- _EXERCISE REQUIREMENTS_
1 – Answer these questions using the article about the Gehring children:
(a) Which official said dental records confirmed the identities of the bodies?
(b) Who discovered the children's shallow grave, and on what day?
(c) What did Manuel Gehring say he wrapped his children in?
2 – Write out the part of the article about the Gehring children starting with "Dental records confirmed" and going on through "wood pile nearby.", word for word.

- _PAGE TEXT_
══════
Updated

Two small bodies found buried off Interstate 80 with duct-tape crosses over them were identified Saturday as the New Hampshire siblings killed by their father 2 1/2 years ago, authorities announced.

Dental records confirmed that the bodies are those of Sarah Gehring, 14, and her brother, Philip, 11, said Summit County Medical Examiner Lisa Kohler.

"It's just been truly this unbelievable burden not having them found, and so that does feel like somewhat of a relief," the children's mother, Teri Knight, said Saturday. "It's tough, but it's better than not knowing where they are."

A woman walking her dog had discovered the children's shallow grave on Thursday in a wooded area near Hudson, about halfway between Cleveland and Akron. The area closely fit the clues the children's father had given authorities before killing himself, from the makeshift cross in a rural area near a highway to the bell-shaped concrete sewer connectors, fence and wood pile nearby.

Manuel Gehring had also told authorities he wrapped his children in plastic and buried them with duct-tape crosses on their chests.
══════
- _GIVEN DATA_
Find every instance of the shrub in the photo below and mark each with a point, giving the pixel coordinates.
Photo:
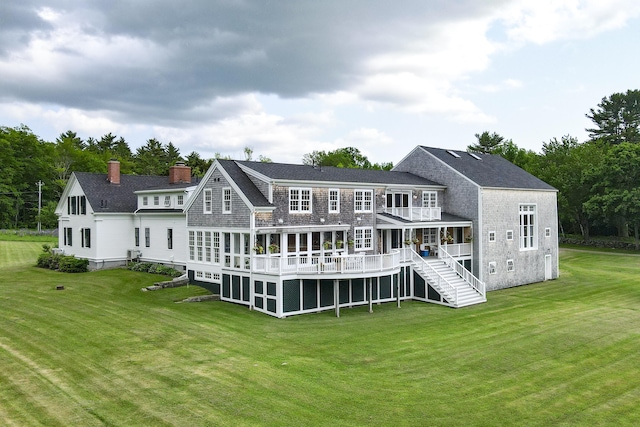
══════
- _ANSWERS TO THIS EXERCISE_
1 –
(a) Summit County Medical Examiner Lisa Kohler
(b) A woman walking her dog, on Thursday
(c) Plastic

2 –
Dental records confirmed that the bodies are those of Sarah Gehring, 14, and her brother, Philip, 11, said Summit County Medical Examiner Lisa Kohler.

"It's just been truly this unbelievable burden not having them found, and so that does feel like somewhat of a relief," the children's mother, Teri Knight, said Saturday. "It's tough, but it's better than not knowing where they are."

A woman walking her dog had discovered the children's shallow grave on Thursday in a wooded area near Hudson, about halfway between Cleveland and Akron. The area closely fit the clues the children's father had given authorities before killing himself, from the makeshift cross in a rural area near a highway to the bell-shaped concrete sewer connectors, fence and wood pile nearby.